WHAT YOU WILL DO: Only the pictures stay out; please return all the entries below exactly as written.

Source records
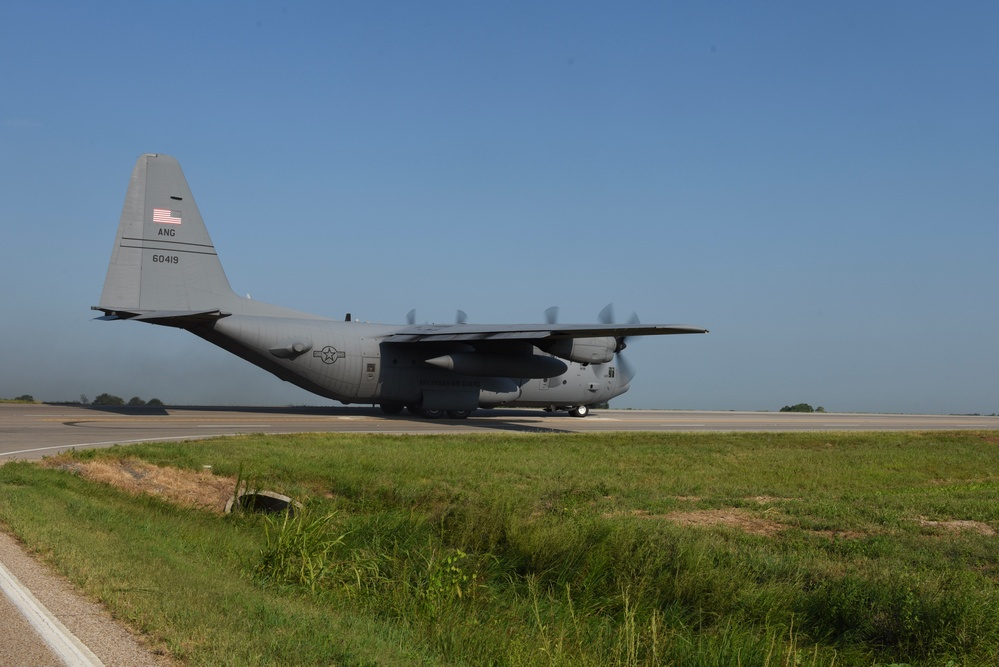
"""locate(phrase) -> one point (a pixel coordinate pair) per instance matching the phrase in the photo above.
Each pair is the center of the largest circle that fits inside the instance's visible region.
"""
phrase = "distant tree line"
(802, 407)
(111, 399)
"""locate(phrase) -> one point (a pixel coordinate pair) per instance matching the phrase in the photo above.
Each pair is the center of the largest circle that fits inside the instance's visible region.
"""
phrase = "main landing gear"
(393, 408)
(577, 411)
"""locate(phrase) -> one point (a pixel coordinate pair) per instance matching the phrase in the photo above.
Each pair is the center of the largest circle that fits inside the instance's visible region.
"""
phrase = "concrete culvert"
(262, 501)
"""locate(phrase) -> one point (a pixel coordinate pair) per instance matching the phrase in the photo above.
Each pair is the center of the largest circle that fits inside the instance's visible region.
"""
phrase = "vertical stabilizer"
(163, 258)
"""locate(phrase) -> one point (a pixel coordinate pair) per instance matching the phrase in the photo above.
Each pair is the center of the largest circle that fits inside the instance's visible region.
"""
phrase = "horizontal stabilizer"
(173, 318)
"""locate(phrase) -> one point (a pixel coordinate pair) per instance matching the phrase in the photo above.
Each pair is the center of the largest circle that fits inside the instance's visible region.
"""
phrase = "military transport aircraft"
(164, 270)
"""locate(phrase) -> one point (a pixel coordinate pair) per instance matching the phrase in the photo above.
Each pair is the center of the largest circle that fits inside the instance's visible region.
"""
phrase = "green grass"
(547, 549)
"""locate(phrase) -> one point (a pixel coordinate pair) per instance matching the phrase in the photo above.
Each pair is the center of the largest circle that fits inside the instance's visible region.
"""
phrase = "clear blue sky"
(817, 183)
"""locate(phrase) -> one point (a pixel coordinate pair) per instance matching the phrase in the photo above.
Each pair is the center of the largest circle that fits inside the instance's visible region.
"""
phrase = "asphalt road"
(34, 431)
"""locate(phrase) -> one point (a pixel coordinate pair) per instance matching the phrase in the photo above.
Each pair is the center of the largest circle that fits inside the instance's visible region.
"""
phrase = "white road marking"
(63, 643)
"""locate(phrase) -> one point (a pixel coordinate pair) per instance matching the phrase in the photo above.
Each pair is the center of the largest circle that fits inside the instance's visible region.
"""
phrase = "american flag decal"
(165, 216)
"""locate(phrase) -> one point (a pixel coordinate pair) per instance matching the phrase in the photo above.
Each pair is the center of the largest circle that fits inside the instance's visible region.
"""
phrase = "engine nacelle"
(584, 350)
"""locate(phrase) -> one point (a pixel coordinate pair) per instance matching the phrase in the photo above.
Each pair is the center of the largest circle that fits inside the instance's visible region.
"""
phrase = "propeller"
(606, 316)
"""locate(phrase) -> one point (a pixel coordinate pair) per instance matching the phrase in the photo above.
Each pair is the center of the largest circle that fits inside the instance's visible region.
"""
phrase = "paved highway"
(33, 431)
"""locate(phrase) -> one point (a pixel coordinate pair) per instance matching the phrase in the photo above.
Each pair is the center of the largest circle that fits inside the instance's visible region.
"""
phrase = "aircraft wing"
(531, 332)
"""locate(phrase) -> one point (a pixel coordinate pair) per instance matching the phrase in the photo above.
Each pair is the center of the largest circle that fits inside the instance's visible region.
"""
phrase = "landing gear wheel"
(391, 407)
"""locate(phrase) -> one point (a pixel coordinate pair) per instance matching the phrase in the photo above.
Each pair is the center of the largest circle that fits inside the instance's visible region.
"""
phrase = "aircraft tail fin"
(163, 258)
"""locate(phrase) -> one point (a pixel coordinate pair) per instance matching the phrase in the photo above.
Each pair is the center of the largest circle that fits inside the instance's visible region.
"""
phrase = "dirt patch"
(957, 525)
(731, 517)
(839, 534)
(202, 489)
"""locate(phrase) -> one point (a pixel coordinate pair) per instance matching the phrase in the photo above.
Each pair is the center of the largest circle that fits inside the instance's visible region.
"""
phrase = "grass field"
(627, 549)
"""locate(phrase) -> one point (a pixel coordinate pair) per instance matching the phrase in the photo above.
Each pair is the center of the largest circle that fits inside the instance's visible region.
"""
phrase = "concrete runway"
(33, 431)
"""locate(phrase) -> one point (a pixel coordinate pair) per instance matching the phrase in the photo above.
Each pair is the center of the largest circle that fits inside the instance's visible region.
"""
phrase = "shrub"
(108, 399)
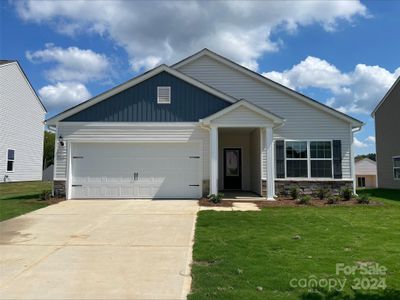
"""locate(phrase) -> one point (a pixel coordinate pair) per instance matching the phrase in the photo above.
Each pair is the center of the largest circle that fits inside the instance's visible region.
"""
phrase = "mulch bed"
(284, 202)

EXERCISE OUTPUT:
"""locate(phrase) -> one point (a pixel coordinate pair) per instance matching the phrase in the photo above.
Each pair is the center of the largest circle that fits inside the instance's visible region.
"""
phrase = "distant tree line"
(802, 407)
(111, 399)
"""locate(phrase) -> one point (a pixel coordinate pair) per instance matching the phrase in the photo above.
Each pair is the center of the largest circle that fits inside the instance's visible region.
"""
phrase = "main landing gear"
(393, 408)
(577, 411)
"""locate(phrase) -> one point (a pixel coordinate pair) per instance matching the phrase in the photo above.
Each pair is the center of the largest circle that fits inside the instance's visible region.
"""
phrase = "concrete culvert"
(262, 501)
"""locate(phrase) -> one point (a pixel coordinate pair) per instance matching the phrase in the photo above.
Each pair is the center of the largest circle that fits inside the instance's visible region.
"""
phrase = "vertical stabilizer"
(163, 258)
"""locate(phrase) -> one point (a pixel coordinate pair) per instance matching the phrase in the photo above.
Each pair is the center of the largest circle that fits inside the instance's visible region.
"""
phrase = "horizontal stabilizer"
(173, 318)
"""locate(phrase) -> one point (a pixel coordinate pair) per instance matching the phrase in the photo above.
Each pair is the center of the largest circle that fits inside the instance's visible region.
"""
phrase = "military transport aircraft"
(164, 270)
"""locate(phrase) -> one point (a pixel coordinate pair) per instance matching the phrase in the photo above.
Each pair is the center of the largest circle that fits inside the instance's visible region.
"""
phrase = "green grass"
(547, 549)
"""locate(phrase) -> one point (a pixel coordinate pair) per instance matching the phrase in the photo above.
Each pair is the center of the largest circle that fits inside the instance's visible region.
"""
phrase = "clear blue sky"
(817, 183)
"""locate(phrase) -> one point (a pixel coordinate pair) per instance matching the phrase in the photo above.
Each pair is the center of the largest circle that fits inside the instance's visible region.
"""
phrase = "asphalt road"
(34, 431)
"""locate(phrase) -> one point (a pixel coordinate pair) per instance matching the phrase in the photo above.
Each pair is the center of the largest circle that fits inside the instance's visible region.
"""
phrase = "white road marking"
(63, 643)
"""locate(phrase) -> one point (a pixel coordinate pair) per instance matching the phrase in the photo above.
Each pair is the center of the largest circle that fits inside the instance's visible region.
"""
phrase = "american flag decal"
(165, 216)
"""locate(phrase) -> one point (a pixel coordinate pair) per instance matching the phrase in the photo above.
Each pair is the center of the largest circle that fits inside the instance's visible region.
"""
phrase = "engine nacelle"
(584, 350)
"""locate(phrase) -> one point (a pixel coordinate pair) per instance matching the phrase in the photo above.
Each pair is the center of the largest circle that fits inside the instance's visible region.
"""
phrase = "propeller"
(606, 316)
"""locate(phrase) -> one point (a pixel coordinate pair) per instance matching the phrase in the photo above.
Each pair is the center of the largest circle that fits inside the instance's visible region.
"""
phrase = "paved highway"
(33, 431)
"""locate(phrase) -> one point (a pixel coordinate pair) per instance matching the phrase in the photo above.
Each pair is the center of the largest circle that fits inside the instance's visible region.
"""
phrase = "aircraft wing"
(531, 332)
"""locate(phrase) -> one point (a pixel coordinate pair) per instance matching the phrase in the photo above.
Each pair is the center of the largest circle that fits inside the instance's visible region.
"""
phrase = "landing gear wheel"
(391, 407)
"""locate(phrase) -> one point (a pixel coordinate pair) per instance matching the phrase in the photo above.
Each pair is the center of the largest circle that fits inside the instance's visible region.
"""
phrase = "aircraft tail fin"
(163, 258)
"""locate(phrase) -> one point (a pixel coordinate pair) per instance matching the phrase in the photo above.
Each pair is the center of the largest circle that fits inside the instance's visible region.
"""
phrase = "dirt patch"
(957, 525)
(731, 517)
(839, 534)
(202, 489)
"""locate(phrase) -> one point (a pixel coordinate pair) per instance matching the phrase in the photo above.
Each pair is the center of the largest circle that fits inside the instance's visible region.
"""
phrase = "grass field"
(627, 549)
"""locate(phrase) -> one point (a pixel coordinate pair) per instance matching the phrase in the photo above.
Each pair is the center of the largest circle that fits inside the instance's visible region.
"""
phrase = "concrete runway"
(33, 431)
"""locate(phrase) -> one point (a pixel coordinate pair) per instance matching the phrase in the photo above.
Each pair is the center of the largest circle that fits inside the instance's visible region.
"""
phrase = "shrub"
(108, 399)
"""locate(phrase) -> one point (a pixel coordinate pair) per instance matching the phrase in the photo above.
Each pair is the center of the largest circle that fits inside the instance's visible region.
"""
phrase = "mulch bed"
(284, 202)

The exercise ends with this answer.